ABOUT THIS TASK →
For every line in the data below, check for the word "sock", then state how many lines have it. Answer with the number only.

DATA TO USE →
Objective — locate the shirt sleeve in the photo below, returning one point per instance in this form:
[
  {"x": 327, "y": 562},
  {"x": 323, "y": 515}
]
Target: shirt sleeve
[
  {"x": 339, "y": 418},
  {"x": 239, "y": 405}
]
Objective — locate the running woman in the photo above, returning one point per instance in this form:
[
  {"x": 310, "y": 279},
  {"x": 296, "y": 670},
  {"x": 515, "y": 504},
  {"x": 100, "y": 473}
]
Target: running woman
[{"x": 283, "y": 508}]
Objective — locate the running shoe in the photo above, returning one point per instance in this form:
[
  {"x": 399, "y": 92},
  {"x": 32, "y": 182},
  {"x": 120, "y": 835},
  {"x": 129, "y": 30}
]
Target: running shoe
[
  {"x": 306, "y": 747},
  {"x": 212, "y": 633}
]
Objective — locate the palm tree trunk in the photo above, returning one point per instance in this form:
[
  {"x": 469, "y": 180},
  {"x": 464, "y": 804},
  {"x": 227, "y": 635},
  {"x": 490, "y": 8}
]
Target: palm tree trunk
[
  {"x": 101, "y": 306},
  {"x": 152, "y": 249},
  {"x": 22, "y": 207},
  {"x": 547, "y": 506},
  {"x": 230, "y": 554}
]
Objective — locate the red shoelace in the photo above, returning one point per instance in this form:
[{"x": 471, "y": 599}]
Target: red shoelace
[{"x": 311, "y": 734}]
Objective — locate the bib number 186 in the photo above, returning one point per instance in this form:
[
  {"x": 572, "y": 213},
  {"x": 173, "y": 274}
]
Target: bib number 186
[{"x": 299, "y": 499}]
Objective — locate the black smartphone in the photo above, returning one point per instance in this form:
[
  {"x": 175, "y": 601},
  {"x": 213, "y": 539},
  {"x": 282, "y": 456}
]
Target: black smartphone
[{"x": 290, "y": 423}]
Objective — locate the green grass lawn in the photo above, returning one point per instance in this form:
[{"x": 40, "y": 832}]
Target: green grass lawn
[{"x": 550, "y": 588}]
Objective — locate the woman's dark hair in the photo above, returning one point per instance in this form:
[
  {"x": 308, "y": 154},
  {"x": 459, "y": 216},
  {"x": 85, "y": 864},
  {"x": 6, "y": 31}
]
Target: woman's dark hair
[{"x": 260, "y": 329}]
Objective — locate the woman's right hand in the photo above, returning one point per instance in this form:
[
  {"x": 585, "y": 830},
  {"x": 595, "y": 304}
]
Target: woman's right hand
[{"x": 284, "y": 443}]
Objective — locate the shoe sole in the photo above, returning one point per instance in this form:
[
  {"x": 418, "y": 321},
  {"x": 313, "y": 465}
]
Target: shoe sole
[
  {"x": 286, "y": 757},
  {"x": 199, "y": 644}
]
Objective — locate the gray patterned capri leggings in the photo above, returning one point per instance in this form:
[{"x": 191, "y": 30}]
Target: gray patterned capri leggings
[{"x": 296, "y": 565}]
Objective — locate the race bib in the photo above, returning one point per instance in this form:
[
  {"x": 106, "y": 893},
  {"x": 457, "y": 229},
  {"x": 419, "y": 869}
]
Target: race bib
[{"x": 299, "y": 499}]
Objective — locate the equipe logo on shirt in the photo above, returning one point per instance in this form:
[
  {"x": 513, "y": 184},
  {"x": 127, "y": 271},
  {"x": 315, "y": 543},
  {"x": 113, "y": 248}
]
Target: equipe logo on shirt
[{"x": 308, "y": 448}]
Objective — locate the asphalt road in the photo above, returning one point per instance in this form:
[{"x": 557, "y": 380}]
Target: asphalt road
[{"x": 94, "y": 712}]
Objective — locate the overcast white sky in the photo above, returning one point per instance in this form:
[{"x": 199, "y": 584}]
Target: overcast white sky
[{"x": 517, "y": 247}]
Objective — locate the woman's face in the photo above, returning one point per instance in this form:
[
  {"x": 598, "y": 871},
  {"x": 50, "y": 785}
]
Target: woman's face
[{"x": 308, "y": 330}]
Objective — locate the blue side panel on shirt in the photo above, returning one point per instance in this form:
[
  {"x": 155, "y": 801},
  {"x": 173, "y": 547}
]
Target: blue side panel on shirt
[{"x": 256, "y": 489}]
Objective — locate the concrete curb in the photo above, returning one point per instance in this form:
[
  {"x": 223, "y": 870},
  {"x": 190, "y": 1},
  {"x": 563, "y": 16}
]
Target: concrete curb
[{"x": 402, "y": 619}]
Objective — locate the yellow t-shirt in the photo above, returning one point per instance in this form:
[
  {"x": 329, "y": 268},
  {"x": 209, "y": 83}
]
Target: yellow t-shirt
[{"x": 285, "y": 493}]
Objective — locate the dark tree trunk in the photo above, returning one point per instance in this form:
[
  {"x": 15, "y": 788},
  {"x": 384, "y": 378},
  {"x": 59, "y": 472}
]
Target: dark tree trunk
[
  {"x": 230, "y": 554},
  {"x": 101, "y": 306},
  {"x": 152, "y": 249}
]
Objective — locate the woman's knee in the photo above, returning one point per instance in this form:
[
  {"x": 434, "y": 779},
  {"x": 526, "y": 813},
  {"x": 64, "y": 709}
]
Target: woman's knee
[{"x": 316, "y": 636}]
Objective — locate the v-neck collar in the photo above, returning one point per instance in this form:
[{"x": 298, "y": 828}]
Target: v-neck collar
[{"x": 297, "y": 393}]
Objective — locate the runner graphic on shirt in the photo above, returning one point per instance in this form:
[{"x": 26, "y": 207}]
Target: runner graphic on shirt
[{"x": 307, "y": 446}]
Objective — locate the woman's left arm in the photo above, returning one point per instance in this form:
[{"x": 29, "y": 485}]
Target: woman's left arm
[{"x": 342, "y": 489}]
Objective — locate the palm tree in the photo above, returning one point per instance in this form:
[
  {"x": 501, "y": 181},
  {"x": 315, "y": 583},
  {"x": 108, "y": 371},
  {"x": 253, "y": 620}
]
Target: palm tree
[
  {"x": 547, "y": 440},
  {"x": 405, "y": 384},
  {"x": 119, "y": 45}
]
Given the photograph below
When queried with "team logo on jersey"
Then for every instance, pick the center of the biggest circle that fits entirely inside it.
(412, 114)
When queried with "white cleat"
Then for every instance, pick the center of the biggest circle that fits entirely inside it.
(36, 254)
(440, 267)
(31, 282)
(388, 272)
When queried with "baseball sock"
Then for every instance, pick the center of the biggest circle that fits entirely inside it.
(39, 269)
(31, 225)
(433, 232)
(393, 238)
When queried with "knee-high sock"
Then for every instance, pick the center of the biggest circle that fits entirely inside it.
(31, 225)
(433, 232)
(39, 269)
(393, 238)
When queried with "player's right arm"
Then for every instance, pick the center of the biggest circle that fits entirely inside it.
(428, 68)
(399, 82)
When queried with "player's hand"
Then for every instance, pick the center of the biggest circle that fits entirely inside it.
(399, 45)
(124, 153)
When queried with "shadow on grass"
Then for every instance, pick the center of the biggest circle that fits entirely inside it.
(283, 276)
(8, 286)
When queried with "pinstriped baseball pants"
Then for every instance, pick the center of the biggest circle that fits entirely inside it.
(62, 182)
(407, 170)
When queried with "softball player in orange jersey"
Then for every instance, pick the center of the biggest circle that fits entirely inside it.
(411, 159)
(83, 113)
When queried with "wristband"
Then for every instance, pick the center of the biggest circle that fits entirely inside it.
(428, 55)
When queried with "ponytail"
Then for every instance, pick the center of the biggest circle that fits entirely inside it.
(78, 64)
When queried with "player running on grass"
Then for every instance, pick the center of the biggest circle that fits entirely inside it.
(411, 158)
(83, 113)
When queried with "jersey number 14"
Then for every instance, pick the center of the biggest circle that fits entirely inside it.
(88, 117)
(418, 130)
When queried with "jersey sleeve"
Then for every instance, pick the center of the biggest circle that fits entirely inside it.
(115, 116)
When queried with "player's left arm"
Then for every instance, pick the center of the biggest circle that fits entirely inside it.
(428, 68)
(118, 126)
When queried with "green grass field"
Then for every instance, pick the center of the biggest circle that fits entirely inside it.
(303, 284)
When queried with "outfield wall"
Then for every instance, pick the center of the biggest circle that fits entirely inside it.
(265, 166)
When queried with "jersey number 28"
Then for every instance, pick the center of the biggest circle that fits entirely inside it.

EXERCISE RESPONSE →
2